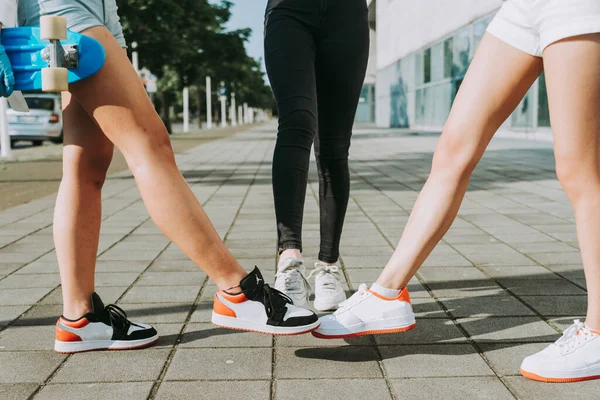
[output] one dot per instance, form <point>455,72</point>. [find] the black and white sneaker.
<point>105,328</point>
<point>260,308</point>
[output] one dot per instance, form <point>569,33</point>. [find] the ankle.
<point>77,309</point>
<point>291,253</point>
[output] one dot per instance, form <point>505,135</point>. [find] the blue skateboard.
<point>49,57</point>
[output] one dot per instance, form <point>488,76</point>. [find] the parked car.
<point>43,122</point>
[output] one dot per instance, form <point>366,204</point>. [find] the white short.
<point>532,25</point>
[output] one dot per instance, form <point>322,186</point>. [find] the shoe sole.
<point>97,345</point>
<point>249,326</point>
<point>364,333</point>
<point>538,378</point>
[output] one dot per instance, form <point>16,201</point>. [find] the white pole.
<point>208,104</point>
<point>233,110</point>
<point>4,137</point>
<point>223,112</point>
<point>186,109</point>
<point>134,58</point>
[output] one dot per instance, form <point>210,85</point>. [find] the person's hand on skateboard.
<point>7,78</point>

++++++++

▸ **Short problem**
Render all the rows above as a JSON list of strings with one string per line, skipping any blank lines. Leave the pictures out.

▸ **The reply**
[
  "[output] one dot per instance, form <point>455,72</point>. [find] the black and white sneaker.",
  "<point>105,328</point>",
  "<point>260,308</point>",
  "[output] one dot per instance, form <point>569,33</point>. [find] the ankle.",
  "<point>77,309</point>",
  "<point>291,253</point>",
  "[output] one dot per instance, form <point>505,135</point>. [find] the blue skateboard.",
  "<point>49,57</point>",
  "[output] one dot per instance, form <point>488,76</point>. [find] the parked car.",
  "<point>43,122</point>",
  "[output] one dot per instance, form <point>366,204</point>. [find] the white short.",
  "<point>532,25</point>",
  "[output] one dot per instance, form <point>322,186</point>. [find] the shoe sole.",
  "<point>97,345</point>",
  "<point>249,326</point>",
  "<point>364,333</point>",
  "<point>538,378</point>",
  "[output] one dot per instance, form <point>16,201</point>. [find] the white pole.",
  "<point>208,104</point>",
  "<point>233,110</point>",
  "<point>4,137</point>",
  "<point>223,112</point>",
  "<point>186,109</point>",
  "<point>134,58</point>",
  "[output] one dot per instance, form <point>210,85</point>. [find] the person's hand on skateboard.",
  "<point>7,78</point>"
]